- Task details -
Take the line that contains "Practice. Pick out the chrome" as the first and the last line of the material as the final one; set down exactly the lines in that span.
— Begin —
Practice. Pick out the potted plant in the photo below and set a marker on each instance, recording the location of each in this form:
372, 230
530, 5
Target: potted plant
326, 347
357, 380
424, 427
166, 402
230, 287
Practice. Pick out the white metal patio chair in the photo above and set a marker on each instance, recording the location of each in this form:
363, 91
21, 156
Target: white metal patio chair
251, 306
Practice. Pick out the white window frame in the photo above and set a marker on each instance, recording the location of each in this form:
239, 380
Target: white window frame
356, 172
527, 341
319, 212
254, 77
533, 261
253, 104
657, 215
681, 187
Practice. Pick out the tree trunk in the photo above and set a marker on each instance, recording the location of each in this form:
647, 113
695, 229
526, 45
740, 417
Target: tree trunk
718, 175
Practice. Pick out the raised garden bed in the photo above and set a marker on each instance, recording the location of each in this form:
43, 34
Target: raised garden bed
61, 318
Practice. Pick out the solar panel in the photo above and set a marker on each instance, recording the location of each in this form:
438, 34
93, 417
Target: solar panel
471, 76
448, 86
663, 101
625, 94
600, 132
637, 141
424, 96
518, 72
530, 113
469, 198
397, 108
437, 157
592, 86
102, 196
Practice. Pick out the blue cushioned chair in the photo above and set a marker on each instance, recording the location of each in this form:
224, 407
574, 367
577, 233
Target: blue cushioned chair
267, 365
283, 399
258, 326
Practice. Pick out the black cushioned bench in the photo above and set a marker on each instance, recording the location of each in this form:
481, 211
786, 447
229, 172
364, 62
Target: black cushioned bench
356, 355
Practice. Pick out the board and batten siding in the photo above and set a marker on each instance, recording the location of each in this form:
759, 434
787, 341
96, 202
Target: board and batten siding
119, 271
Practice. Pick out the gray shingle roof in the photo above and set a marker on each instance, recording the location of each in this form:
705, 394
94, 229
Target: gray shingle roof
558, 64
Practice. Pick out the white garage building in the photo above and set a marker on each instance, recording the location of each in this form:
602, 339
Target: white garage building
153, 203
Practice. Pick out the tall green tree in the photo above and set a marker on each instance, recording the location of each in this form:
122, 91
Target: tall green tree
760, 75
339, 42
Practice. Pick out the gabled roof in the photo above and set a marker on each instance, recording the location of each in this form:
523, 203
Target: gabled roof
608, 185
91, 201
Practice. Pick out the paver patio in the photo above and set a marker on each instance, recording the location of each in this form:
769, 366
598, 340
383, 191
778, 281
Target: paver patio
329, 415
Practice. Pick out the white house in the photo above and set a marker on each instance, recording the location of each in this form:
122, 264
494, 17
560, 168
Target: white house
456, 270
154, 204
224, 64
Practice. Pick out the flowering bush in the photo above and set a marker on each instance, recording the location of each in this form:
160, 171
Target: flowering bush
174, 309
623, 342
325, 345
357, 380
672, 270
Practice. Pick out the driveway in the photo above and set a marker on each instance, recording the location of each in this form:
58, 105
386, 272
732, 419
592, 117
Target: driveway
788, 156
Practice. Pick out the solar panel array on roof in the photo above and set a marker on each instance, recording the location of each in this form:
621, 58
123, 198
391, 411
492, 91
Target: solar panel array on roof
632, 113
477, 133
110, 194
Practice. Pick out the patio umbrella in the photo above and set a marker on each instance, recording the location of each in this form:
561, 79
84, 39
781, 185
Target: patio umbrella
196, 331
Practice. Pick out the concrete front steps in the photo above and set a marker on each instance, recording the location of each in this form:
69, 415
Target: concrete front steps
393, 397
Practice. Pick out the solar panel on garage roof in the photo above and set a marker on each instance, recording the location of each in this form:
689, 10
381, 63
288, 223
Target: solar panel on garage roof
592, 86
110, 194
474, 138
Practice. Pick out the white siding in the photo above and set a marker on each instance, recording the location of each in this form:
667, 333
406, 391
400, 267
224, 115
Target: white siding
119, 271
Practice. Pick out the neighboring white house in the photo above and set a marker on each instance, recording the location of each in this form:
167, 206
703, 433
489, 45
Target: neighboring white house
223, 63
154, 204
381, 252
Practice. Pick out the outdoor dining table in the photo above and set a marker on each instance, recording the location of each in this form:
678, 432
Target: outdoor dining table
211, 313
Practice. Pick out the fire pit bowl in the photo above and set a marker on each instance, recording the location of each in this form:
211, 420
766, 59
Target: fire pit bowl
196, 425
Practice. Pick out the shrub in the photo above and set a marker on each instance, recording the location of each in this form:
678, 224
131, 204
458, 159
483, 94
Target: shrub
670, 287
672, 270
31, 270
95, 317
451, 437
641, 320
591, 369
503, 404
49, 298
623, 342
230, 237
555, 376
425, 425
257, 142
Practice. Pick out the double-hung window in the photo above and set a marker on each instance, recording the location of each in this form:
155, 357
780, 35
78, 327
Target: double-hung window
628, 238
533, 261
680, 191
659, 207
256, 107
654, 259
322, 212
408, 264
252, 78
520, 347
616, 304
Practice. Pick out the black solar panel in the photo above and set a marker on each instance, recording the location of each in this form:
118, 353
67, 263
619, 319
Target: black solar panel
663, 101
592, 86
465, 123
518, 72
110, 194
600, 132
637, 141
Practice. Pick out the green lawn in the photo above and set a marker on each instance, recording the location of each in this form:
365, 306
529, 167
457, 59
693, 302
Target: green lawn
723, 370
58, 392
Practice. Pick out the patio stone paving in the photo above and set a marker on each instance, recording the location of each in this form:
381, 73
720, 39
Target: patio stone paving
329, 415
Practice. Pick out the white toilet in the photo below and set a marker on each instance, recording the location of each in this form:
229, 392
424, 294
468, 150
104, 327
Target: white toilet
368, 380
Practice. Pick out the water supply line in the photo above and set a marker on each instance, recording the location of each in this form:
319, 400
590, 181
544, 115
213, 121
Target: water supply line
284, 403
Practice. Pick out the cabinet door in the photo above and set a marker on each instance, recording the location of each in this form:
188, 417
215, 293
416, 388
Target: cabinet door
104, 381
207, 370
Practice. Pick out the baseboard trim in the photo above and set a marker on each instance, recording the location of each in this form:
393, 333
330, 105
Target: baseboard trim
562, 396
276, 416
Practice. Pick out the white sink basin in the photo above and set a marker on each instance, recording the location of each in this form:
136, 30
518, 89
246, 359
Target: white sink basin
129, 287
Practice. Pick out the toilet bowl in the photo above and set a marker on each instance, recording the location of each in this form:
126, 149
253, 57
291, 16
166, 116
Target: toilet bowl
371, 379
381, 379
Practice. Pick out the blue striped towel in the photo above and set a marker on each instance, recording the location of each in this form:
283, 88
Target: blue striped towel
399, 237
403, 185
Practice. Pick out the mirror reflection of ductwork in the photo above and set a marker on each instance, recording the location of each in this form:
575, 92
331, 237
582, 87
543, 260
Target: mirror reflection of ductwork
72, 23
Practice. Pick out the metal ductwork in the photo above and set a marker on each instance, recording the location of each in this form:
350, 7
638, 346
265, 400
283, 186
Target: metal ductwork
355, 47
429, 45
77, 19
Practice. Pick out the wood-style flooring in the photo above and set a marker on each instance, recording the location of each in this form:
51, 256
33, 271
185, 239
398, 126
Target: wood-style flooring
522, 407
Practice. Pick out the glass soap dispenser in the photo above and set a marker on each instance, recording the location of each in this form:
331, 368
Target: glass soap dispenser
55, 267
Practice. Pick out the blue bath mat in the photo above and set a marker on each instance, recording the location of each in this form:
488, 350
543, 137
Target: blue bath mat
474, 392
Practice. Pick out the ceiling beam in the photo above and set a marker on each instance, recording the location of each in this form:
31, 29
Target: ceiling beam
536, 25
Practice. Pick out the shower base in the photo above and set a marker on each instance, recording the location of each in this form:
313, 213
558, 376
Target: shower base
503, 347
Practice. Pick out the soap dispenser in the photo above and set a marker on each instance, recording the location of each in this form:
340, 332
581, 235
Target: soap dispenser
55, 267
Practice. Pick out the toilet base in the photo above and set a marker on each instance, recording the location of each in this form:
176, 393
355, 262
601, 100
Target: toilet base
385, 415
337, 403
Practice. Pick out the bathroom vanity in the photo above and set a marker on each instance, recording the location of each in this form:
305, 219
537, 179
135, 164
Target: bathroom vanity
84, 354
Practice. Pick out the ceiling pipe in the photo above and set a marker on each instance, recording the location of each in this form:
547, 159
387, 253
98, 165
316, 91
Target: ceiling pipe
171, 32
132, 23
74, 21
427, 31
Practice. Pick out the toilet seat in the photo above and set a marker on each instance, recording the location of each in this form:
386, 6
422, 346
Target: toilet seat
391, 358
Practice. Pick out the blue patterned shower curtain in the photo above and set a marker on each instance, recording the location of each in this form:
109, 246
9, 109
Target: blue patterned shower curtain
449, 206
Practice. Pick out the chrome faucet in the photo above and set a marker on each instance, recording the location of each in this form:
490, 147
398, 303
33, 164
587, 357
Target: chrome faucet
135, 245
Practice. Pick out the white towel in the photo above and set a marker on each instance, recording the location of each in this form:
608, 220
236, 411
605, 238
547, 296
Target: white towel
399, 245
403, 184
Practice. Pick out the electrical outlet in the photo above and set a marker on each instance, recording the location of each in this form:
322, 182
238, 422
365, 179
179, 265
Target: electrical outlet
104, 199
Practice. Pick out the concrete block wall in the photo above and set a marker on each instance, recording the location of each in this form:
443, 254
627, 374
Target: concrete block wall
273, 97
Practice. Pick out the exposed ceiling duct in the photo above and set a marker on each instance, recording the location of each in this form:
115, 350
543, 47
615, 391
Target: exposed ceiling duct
— End —
- Output for this task -
Practice. Pick out the chrome faucet in the photo above and set a marker on each instance, recording the location of each in this form:
490, 147
398, 303
33, 164
587, 357
Target: chrome faucet
135, 245
Practice. Pick out the white towel in the photo above and set a marker on each instance, recording the location of each in this form:
608, 220
236, 411
605, 238
547, 296
Target: white towel
399, 245
403, 184
Practice. Pick out the electrical outlet in the photo above and set a marker on each instance, recording the location of each in this form:
322, 182
238, 422
365, 179
179, 265
Target: electrical outlet
104, 199
Practice. Pick out the concrete block wall in the photo above and set a marker on each instance, recording the location of each in this form:
443, 254
627, 374
Target: concrete block wall
273, 97
Practice. Pick out the exposed ceiling duct in the photo above and set a marker on each instance, recording the location of each in this form:
115, 350
543, 47
615, 391
Target: exposed ceiling duct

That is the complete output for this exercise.